▶ **Extracted records**:
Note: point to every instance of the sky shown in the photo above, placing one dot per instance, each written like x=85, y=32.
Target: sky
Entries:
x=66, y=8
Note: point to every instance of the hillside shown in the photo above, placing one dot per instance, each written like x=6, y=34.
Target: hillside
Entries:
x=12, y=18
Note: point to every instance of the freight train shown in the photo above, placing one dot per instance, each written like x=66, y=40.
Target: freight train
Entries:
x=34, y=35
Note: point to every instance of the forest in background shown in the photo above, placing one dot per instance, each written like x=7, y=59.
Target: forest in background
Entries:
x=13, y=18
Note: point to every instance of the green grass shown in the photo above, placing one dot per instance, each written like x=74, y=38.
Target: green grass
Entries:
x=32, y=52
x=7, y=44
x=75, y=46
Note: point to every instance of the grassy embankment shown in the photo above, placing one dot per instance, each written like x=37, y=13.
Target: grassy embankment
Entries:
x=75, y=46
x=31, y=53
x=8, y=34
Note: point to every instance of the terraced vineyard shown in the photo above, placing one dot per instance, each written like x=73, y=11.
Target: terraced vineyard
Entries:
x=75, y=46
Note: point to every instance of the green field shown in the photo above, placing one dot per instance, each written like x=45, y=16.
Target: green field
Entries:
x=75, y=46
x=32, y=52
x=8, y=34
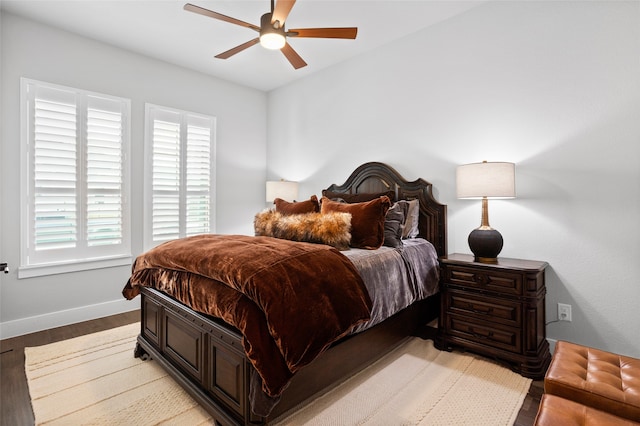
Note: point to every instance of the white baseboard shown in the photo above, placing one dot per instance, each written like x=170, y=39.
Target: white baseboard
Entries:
x=70, y=316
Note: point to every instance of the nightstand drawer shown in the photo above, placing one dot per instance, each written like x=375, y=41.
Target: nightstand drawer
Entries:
x=485, y=333
x=484, y=279
x=484, y=307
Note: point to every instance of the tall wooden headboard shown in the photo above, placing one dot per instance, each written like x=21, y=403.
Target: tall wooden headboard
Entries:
x=377, y=177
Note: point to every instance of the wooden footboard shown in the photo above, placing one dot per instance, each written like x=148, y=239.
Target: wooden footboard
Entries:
x=206, y=357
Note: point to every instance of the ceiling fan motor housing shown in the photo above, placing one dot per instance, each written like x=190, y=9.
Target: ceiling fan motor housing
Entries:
x=272, y=35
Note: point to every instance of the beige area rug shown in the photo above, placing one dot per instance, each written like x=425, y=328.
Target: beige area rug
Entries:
x=95, y=380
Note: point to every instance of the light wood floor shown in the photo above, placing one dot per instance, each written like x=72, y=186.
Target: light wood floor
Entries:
x=15, y=404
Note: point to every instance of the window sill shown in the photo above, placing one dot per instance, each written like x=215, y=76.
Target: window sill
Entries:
x=63, y=268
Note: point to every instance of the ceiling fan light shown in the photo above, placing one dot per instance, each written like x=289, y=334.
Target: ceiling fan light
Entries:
x=272, y=41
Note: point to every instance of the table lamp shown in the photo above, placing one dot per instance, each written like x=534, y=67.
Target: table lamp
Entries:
x=485, y=180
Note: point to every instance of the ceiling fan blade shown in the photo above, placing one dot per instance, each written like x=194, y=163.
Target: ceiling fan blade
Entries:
x=293, y=56
x=206, y=12
x=349, y=32
x=281, y=11
x=238, y=49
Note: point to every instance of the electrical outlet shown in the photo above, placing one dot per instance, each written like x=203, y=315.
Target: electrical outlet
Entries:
x=564, y=312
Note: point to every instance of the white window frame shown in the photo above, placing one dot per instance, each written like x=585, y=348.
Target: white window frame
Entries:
x=85, y=254
x=182, y=118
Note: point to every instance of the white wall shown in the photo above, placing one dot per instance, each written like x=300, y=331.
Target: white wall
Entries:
x=551, y=86
x=40, y=52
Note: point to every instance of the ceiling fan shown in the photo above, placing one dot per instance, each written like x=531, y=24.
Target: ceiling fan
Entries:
x=272, y=32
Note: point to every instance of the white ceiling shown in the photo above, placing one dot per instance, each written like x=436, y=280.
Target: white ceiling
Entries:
x=162, y=29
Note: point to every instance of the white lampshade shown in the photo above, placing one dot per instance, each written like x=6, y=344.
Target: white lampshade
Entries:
x=286, y=190
x=491, y=180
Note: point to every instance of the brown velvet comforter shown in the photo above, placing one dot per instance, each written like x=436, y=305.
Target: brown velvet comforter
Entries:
x=290, y=300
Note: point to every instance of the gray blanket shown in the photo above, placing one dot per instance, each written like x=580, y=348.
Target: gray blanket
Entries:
x=413, y=270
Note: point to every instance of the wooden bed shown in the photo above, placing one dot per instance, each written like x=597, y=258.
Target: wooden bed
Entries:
x=205, y=355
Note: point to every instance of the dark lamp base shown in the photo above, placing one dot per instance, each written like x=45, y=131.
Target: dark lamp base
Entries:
x=485, y=243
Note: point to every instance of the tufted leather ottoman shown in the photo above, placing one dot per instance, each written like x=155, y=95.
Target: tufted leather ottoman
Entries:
x=556, y=411
x=594, y=378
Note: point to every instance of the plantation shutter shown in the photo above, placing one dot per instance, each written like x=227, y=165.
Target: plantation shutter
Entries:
x=55, y=171
x=166, y=178
x=181, y=152
x=104, y=172
x=198, y=177
x=75, y=176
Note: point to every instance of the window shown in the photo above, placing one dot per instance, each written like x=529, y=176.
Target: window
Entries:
x=74, y=179
x=180, y=159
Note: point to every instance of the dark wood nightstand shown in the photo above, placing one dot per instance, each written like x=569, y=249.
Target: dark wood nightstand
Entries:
x=495, y=309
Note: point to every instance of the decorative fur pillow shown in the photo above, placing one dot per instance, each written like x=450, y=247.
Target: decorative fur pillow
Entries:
x=309, y=206
x=367, y=220
x=333, y=229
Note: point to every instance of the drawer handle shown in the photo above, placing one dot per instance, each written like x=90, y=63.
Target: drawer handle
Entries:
x=474, y=334
x=473, y=309
x=481, y=279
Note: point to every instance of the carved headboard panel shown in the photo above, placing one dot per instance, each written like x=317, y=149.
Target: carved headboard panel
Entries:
x=378, y=177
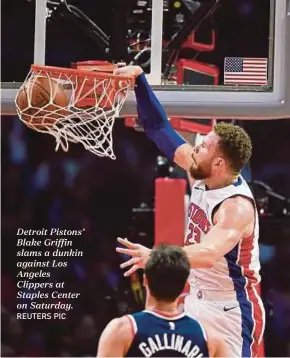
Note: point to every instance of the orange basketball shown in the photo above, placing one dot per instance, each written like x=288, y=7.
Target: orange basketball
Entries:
x=42, y=101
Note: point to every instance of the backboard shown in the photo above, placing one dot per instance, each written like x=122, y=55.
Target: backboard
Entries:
x=204, y=59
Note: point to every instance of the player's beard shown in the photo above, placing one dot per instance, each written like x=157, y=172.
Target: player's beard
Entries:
x=199, y=172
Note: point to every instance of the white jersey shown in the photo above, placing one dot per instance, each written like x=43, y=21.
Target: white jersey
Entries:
x=240, y=267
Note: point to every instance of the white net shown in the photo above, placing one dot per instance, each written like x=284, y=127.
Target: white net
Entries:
x=73, y=106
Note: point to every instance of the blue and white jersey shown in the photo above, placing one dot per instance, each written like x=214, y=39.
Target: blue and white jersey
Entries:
x=156, y=335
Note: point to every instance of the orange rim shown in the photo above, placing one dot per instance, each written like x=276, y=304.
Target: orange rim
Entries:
x=84, y=73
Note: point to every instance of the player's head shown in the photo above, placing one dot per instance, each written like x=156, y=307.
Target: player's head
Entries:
x=227, y=148
x=166, y=272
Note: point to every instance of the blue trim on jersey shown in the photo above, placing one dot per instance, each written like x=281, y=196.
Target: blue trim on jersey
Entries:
x=239, y=281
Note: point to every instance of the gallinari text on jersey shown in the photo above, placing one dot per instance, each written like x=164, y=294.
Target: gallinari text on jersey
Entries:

▶ **Set exercise**:
Give back exactly the lines from the line containing "Note: point to every instance of the blue and" to the end of the entries, and no other lines.

▶ **Full solution**:
Note: point to every instance of the blue and white jersey shown in the photo above, placing one dot per instance, each written like x=214, y=39.
Target: blue and white jersey
Entries:
x=156, y=335
Note: point to every instance of the orange rim shown in the photo above, placing one dot per instance, each written like x=276, y=304.
Target: orange rim
Entries:
x=84, y=73
Note: point to every instance of the player's head shown in the photo above, placing one dot per instance, each written like x=156, y=307.
Target: player's head
Entries:
x=227, y=148
x=166, y=272
Note: point to every instance of the blue trim on jersey shown in the photo above, placing one dot per instance, each written like x=281, y=196.
Target: blue trim on jersey
Entries:
x=239, y=281
Note: point to every instance of the gallinari text on jersey shown in the photo above, placing one dot per instance, each written like x=164, y=294.
Target: gallinari text on jersey
Entries:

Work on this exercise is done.